I am using a python script using pyOpenCL to launch the kernel and communicate with it while it is running:

# teamwork.py
import pyopencl as cl, numpy as np, os, time
print("PID: %d" % os.getpid())

ctx = cl.create_some_context()
cq0 = cl.CommandQueue(ctx)
cq1 = cl.CommandQueue(ctx)

# compile kernel
krnl_src = open("teamwork.cl", "r")
prg = cl.Program(ctx, krnl_src.read()).build("-I./")
krnl_src.close()

hb = np.array([0xdeadbeef], dtype=np.uint32)
nsamples=np.int32(os.getenv("NSAMPLES"))
dt=np.uint32(os.getenv("DT"))
print("DT = %dus | nsamples = %d" % (dt, nsamples))

tl_buf=np.zeros([nsamples], dtype=np.uint32)

d_hb = cl.Buffer(ctx, cl.mem_flags.READ_WRITE, hb.nbytes)
d_tl_buf = cl.Buffer(ctx, cl.mem_flags.WRITE_ONLY, tl_buf.nbytes)

cl.enqueue_copy(cq0, d_hb, hb)
print("d_hb={} (before kernel launch)".format(hb))

# run kernel
event = prg.teamwork(cq0, (1,), None, d_hb, d_tl_buf, nsamples)
time.sleep(2)

# tlatch sim
for i in range(nsamples):
    t_actul = np.uint32((i+1)*dt)
    # copy to GPU memory
    event = cl.enqueue_copy(cq1, d_hb, t_actul)
    event.wait()
t_actul = np.uint32(0xff) # write 0xff so the kernel doesn't hang
event = cl.enqueue_copy(cq1, d_hb, t_actul)
event.wait()

print("tlatch_sim() complete...")
event = cl.enqueue_copy(cq0, hb, d_hb)
event.wait()
event = cl.enqueue_copy(cq0, tl_buf, d_tl_buf)
event.wait()

print("d_hb={} (after kernel launch)".format(hb))
print("d_tl_buf={}".format(tl_buf))

Some further detail on how this works:

  1. on the host I setup two command queues: cq0 and cq1,
  2. cq0 initializes device memory and launches the kernel, which has 3 arguments: d_hb, d_tl_buf and nsamples,
  3. cq1 is used in a for loop (of nsamples iterations) to periodically write new values to d_hb[0], which are then saved in the device array d_tl_buf.

The expected result of this kernel is that after the kernel launch, the kernel also enters a for loop of nsamples iterations, then enters a while loop that waits for a new value to be written to d_hb[0]. Once a new value is written to d_hb[0] by the host script, the kernel will break out of the while loop, and record this new value in d_tl_buf, complete the for loop iteration, then re-enter the while loop and wait for new data.

Using my CPU, I get the expected result:

$ PYOPENCL_COMPILER_OUTPUT=0 NSAMPLES=10 DT=10 python3 teamwork.py
PID: 6997
/home/mitchell/.local/lib/python3.11/site-packages/pyopencl/cache.py:495: CompilerWarning: Non-empty compiler output encountered. Set the environment variable PYOPENCL_COMPILER_OUTPUT=1 to see more.
  _create_built_program_from_source_cached(
DT = 10us | nsamples = 10
d_hb=[3735928559] (before kernel launch)
tlatch_sim() complete...
d_hb=[255] (after kernel launch)

····················

== EXERCISES TO COMPLETE ==
• A. Can you duplicate the pyOpenCL post word for word, starting with "cl.enqueue_copy(cq0, d_hb, hb)" and going on through "time.sleep(2)"?
• B. In the pyOpenCL post, which command queue launches the kernel?
• C. Would you supply the next part of the post about the pyOpenCL kernel, picking up after its last line?

== EXCERPTED RECORDS ==
····················

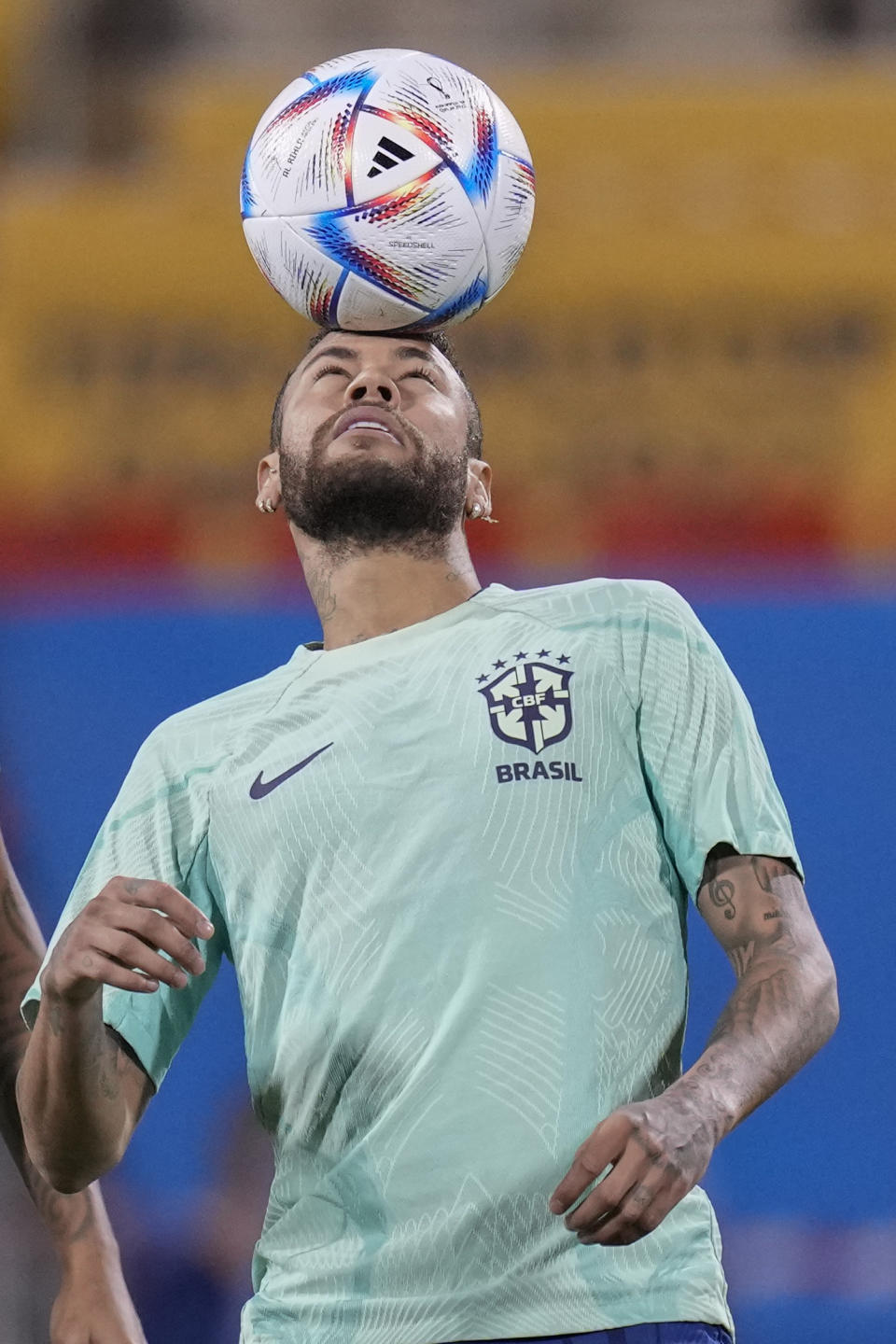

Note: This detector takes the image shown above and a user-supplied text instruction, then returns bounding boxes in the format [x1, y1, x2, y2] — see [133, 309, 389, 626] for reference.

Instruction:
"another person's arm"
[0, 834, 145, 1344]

····················

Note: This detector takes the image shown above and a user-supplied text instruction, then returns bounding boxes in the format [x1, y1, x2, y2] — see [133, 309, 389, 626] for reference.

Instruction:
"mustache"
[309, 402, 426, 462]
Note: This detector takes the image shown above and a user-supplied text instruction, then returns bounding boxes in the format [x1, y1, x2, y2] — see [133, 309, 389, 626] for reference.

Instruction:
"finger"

····················

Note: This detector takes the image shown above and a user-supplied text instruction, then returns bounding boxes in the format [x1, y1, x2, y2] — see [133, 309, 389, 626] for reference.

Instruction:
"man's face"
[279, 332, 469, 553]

····················

== THE REPLIES ==
• A.
cl.enqueue_copy(cq0, d_hb, hb)
print("d_hb={} (before kernel launch)".format(hb))

# run kernel
event = prg.teamwork(cq0, (1,), None, d_hb, d_tl_buf, nsamples)
time.sleep(2)

• B. The kernel is launched by cq0.

• C.
d_tl_buf=[ 10  20  30  40  50  60  70  80  90 100]
$ clinfo | grep DEVICE_TYPE
  Device Type:					 CL_DEVICE_TYPE_CPU

But when I run this on my AMD Firepro W5100 (amdgpu-pro driver 21.10-1263777), I get this unexpected result:

$ PYOPENCL_COMPILER_OUTPUT=0 NSAMPLES=10 DT=10 python3 teamwork.py
PID: 2432
DT = 10us | nsamples = 10
d_hb=[3735928559] (before kernel launch)
tlatch_sim() complete...
d_hb=[255] (after kernel launch)
d_tl_buf=[255 255 255 255 255 255 255 255 255 255]
$ clinfo | grep DEVICE_TYPE
  Device Type:					 CL_DEVICE_TYPE_GPU

I have been racking my brain trying to figure out why this kernel doesn’t run as expected on the GPU.

I have gotten kernels like this to run on NVIDIA GPUs using CUDA/pyCUDA and using two streams in the same manner that I use the two command queues.

The fact that d_tl_buf is all 0xff (255) when run on the GPU, implies that the entire host for loop is run before the kernel even launches, which is why the time.sleep() is there to ensure adequate time elapses to wait for the kernel to launch on the device, but it seems to have no affect.

It is also worth noting is that if I remove the if (tl1 == 0xff) break clause from the kernel code, the kernel hangs on the GPU.

Does anyone know why I’m getting different results?

I don’t know much about OpenCL, but coming from graphics API (especially Vulkan) perspective this looks highly suspect. In those APIs modifications to a buffer object contents without careful synchronization and flushing of caches is undefined behavior. And even then the synchronization is to my knowledge at best between dispatches of GPU work, not while a single dispatch is still executing.
From a quick read of the section on Shared Virtual Memory in the OpenCL spec where it talks about synchronization points I would suspect you would also need something that ensures consistency of the memory contents.

@carsten_neumann, thanks for your insight. Some further details about my use case: I would like to use DirectGMA (aka bus addressable memory) to have real-time data sent over the PCIe bus to d_hb. Every time new data is sent to the memory buffer, a new timestamp would show up in d_hb[0], which is what this code is trying to emulate. The change to d_hb[0] is how the kernel knows new data is in the buffer to process. To my knowledge, applications like this are the whole point of DirectGMA, so do you know how those applications are supposed to work? I know OpenGL is supposed to work with DirectGMA as well.

Hmm, searching for “OpenCL DirectGMA” leads to a thread on the AMD Forums that seems relevant. Note what it says about having to use Shared Virtual Memory for concurrent access to the buffer from the host and the device and using the cl_amd_bus_addressable_memory extension for utilizing DirectGMA.

There is also an example for using DirectGMA with OpenCL in this repo.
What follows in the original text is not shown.